*** Extrait cité
19 avril 2008
La défaite des partisans du général Musharraf aux élections générales et aux élections provinciales de février 2008 a été souvent perçue comme une victoire des forces démocratiques sur un régime militaire ayant perdu la main au fil de l’année 2007, couronnée par l’assassinat de Benazir Bhutto. Certes, le régime militaire est en recul, à maints égards. En premier lieu, Pervez Musharraf, parvenu au pouvoir par un coup d’état militaire en 1999, puis élevé au rang de président confirmé par un référendum en 2001, n’est plus qu’un président civil. Il a dû à regret abandonner son uniforme (sa « seconde peau » avait-il dit) pour passer le bâton de commandement de l’armée de terre au général Ashfaq Parvez Kayani à la veille de sa prestation de serment ouvrant son second mandat présidentiel. En second lieu, Kayani a défini une ligne bien différente de celle de son prédécesseur : l’armée (et ses services secrets) ont reçu l’ordre de ne pas interférer avec le processus électoral au-delà des opérations de maintien de l’ordre et si quelques résultats ont été contestés, les opposants à Musharraf ont donné crédit à Kayani pour avoir contribué à la crédibilité de ces élections 2008. Enfin, Kayani a mis en route le processus de rappel dans leur cadre d’origine de la bonne centaine d’officiers généraux détachés dans des fonctions civiles, administratives ou économiques. Est-ce à dire que le Pakistan opère enfin son aggiornamento, en rompant, cinquante ans après le coup d’état du général Ayub Khan, avec la prééminence de l’armée au sein de l’appareil d’Etat ? Il est trop tôt pour l’assurer, car de multiples questions restent en suspens, alors que le nouveau gouvernement dirigé par Yousuf Raza Gilani vient de prendre ses fonctions. On peut en retenir quatre.
******
Consignes |
[a] D'après l'extrait, à quel général Musharraf a-t-il transmis le bâton de commandement de l'armée de terre ?
[b] Résumez l'extrait en deux phrases, s'il vous plaît.
*** Liste des données
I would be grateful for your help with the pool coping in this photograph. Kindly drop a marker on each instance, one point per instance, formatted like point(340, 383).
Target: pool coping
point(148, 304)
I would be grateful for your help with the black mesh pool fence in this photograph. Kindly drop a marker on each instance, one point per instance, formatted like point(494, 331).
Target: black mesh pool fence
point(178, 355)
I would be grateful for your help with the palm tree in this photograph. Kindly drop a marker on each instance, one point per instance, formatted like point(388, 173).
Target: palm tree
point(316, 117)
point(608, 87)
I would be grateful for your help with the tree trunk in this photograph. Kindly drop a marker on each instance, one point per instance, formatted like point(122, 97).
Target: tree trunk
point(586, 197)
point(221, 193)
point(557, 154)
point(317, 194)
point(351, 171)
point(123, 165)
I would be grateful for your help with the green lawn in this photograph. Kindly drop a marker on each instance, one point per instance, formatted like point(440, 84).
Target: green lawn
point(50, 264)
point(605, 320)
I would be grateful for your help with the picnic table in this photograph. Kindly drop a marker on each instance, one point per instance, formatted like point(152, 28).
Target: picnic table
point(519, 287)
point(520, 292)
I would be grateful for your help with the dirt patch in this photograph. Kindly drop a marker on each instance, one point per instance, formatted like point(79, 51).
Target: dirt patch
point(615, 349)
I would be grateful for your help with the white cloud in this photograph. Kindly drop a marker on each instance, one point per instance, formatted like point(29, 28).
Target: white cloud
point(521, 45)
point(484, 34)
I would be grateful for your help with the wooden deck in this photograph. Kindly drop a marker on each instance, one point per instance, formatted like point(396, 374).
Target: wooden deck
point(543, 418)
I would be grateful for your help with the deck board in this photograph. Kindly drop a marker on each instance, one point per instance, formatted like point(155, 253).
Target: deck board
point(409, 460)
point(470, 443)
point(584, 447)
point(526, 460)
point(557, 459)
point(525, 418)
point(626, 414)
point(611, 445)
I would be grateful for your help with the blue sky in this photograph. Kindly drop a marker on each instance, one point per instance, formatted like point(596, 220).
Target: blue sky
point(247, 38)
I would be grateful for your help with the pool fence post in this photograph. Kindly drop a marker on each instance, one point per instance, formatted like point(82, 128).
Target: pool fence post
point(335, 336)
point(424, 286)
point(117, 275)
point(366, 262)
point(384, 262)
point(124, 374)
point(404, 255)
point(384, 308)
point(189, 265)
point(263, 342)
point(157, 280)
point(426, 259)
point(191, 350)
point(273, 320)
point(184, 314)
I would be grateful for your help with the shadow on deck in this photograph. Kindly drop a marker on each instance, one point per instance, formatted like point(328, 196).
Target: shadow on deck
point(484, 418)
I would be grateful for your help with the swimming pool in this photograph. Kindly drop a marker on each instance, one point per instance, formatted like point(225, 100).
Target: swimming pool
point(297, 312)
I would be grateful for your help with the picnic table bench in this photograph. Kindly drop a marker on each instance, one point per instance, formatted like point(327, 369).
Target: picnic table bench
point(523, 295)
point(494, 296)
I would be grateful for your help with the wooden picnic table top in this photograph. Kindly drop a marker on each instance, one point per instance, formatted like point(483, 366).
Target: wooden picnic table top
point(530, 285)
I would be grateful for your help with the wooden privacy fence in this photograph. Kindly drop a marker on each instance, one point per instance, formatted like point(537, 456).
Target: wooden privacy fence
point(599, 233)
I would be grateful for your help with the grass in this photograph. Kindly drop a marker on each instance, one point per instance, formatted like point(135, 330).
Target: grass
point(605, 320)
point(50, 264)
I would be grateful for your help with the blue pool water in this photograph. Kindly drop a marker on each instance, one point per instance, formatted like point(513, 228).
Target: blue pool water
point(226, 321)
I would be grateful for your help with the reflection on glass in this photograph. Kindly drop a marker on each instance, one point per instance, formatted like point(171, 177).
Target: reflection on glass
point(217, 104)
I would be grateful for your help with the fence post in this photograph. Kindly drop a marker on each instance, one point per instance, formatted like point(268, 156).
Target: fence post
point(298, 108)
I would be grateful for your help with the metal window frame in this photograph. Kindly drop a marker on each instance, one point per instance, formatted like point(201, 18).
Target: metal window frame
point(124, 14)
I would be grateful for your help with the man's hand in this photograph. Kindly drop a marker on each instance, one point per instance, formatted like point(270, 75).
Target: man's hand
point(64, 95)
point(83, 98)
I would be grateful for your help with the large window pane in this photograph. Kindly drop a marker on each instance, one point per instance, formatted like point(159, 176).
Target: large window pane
******
Réponses |
[a] Au général Ashfaq Parvez Kayani.

[b] Après la défaite des partisans de Musharraf aux élections de février 2008, le régime militaire recule : Musharraf n'est plus qu'un président civil, et le général Kayani a ordonné à l'armée de ne pas interférer avec le processus électoral et a lancé le rappel des officiers généraux détachés dans des fonctions civiles. Il est toutefois trop tôt pour affirmer que le Pakistan rompt avec la prééminence de l'armée au sein de l'appareil d'État, car de multiples questions restent en suspens alors que le gouvernement de Yousuf Raza Gilani vient de prendre ses fonctions.